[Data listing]
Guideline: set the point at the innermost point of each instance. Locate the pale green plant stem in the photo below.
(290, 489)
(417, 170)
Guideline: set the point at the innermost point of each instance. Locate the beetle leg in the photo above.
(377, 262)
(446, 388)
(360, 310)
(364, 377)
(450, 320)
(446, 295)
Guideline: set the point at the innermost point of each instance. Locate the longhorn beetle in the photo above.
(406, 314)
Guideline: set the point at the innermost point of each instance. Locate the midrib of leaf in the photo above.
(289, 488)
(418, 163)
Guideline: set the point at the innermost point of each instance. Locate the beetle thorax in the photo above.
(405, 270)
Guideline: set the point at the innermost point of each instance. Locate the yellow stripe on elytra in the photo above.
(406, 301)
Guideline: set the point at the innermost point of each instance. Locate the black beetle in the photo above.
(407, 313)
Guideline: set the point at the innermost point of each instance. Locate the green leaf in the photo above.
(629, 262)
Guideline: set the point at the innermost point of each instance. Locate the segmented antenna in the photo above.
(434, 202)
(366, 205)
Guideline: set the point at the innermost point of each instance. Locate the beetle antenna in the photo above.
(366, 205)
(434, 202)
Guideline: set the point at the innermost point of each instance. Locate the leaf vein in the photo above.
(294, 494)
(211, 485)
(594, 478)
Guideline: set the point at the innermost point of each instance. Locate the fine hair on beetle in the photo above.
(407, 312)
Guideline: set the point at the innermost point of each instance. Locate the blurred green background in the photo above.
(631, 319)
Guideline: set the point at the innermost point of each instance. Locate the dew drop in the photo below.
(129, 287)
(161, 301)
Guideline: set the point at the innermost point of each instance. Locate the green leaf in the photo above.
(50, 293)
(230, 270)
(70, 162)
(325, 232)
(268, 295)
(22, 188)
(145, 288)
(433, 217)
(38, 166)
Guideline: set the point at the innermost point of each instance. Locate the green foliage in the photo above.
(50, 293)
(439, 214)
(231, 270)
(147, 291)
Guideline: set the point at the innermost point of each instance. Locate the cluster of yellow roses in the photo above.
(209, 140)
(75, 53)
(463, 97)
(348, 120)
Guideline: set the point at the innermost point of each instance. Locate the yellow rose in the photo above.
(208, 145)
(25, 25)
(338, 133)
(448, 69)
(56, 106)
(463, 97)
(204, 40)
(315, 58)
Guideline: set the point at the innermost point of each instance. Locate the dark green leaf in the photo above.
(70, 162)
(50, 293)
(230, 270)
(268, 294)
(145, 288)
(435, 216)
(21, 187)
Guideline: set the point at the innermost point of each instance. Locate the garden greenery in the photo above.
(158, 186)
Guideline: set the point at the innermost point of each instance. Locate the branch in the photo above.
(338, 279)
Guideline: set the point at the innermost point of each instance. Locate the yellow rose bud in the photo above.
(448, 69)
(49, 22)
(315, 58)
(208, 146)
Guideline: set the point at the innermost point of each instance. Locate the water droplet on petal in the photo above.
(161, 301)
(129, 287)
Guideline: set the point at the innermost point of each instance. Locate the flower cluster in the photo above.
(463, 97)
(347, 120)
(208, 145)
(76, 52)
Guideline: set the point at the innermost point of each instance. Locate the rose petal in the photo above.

→ **GOAL OF THE EXERCISE**
Format every line of the data listing above as a numbered list, omitting any blank lines.

→ **THE OUTPUT**
1. Guideline: set the point at the innermost point of each instance. Locate the pale green plant stem in the photo below.
2. (290, 489)
3. (417, 170)
4. Guideline: set the point at the innermost point of each instance. Locate the beetle leg in the photo above.
5. (377, 262)
6. (446, 388)
7. (360, 310)
8. (364, 377)
9. (450, 320)
10. (446, 295)
11. Guideline: set the point at the innermost point of each instance. Locate the longhorn beetle in the photo above.
12. (406, 314)
13. Guideline: set the point at the innermost point of each instance. Locate the midrib of leaf in the photo above.
14. (289, 488)
15. (418, 163)
16. Guideline: set the point at the innermost point of each instance. Locate the beetle thorax in the photo above.
17. (405, 270)
18. Guideline: set the point at the innermost point of each instance. Locate the yellow stripe on elytra in the photo above.
19. (406, 301)
20. Guideline: set the point at the innermost point of each instance. Locate the black beetle in the photo above.
21. (407, 313)
22. Guideline: set the point at the innermost point of each instance. Locate the green leaf in the photo above.
23. (629, 262)
24. Guideline: set the point at the innermost point of each instance. Locate the segmented antenna in the photo above.
25. (434, 202)
26. (366, 205)
27. Guideline: set the point at the innermost point of each instance. Locate the beetle antenna in the photo above.
28. (366, 205)
29. (434, 202)
30. Guideline: set the point at the innermost point of each instance. Locate the leaf vein in the photo above.
31. (294, 494)
32. (211, 485)
33. (594, 478)
34. Guideline: set the point at the innermost point of each instance. Locate the fine hair on beetle in the photo above.
35. (407, 312)
36. Guideline: set the point at the innermost point of each instance. Locate the blurred green background in the photo above.
37. (631, 319)
38. Guideline: set the point at the innermost point of each instance. Locate the dew drop in the photo below.
39. (129, 287)
40. (161, 301)
41. Guideline: set the point at the innermost point of each instance. Locate the green leaf in the photo above.
42. (50, 293)
43. (230, 270)
44. (70, 162)
45. (325, 232)
46. (268, 295)
47. (22, 188)
48. (145, 288)
49. (433, 217)
50. (38, 166)
51. Guideline: set the point at the innermost point of each instance. Locate the green foliage in the photo above.
52. (50, 293)
53. (439, 214)
54. (231, 270)
55. (147, 291)
56. Guideline: set the point at the innermost point of each instance. Locate the cluster of yellow roses in the photo above.
57. (209, 140)
58. (75, 53)
59. (463, 97)
60. (348, 120)
61. Guideline: set the point at the innermost point of each instance. Locate the yellow rose in the photo above.
62. (208, 145)
63. (25, 25)
64. (338, 133)
65. (448, 69)
66. (56, 106)
67. (463, 97)
68. (204, 40)
69. (315, 58)
70. Guideline: set the point at the innermost point of each instance. Locate the dark green leaf in the photo above.
71. (70, 162)
72. (50, 293)
73. (230, 270)
74. (268, 294)
75. (145, 288)
76. (435, 216)
77. (21, 187)
78. Guideline: set the point at the innermost point of each instance. Locate the garden greenery in the photo above.
79. (158, 186)
80. Guideline: set the point at the innermost point of each instance. Locate the branch in the photo above.
81. (338, 279)
82. Guideline: set the point at the innermost point of each instance. Locate the yellow rose bud in the photo above.
83. (448, 69)
84. (49, 22)
85. (315, 58)
86. (208, 146)
87. Guideline: set the point at the innermost point of each instance. Locate the water droplet on petal in the photo above.
88. (161, 301)
89. (129, 287)
90. Guideline: set the point at the innermost point of each instance. Locate the flower cluster in the photo above.
91. (463, 97)
92. (347, 120)
93. (208, 145)
94. (76, 52)
95. Guideline: set the point at the innermost point of each instance. Locate the rose petal in the photo above.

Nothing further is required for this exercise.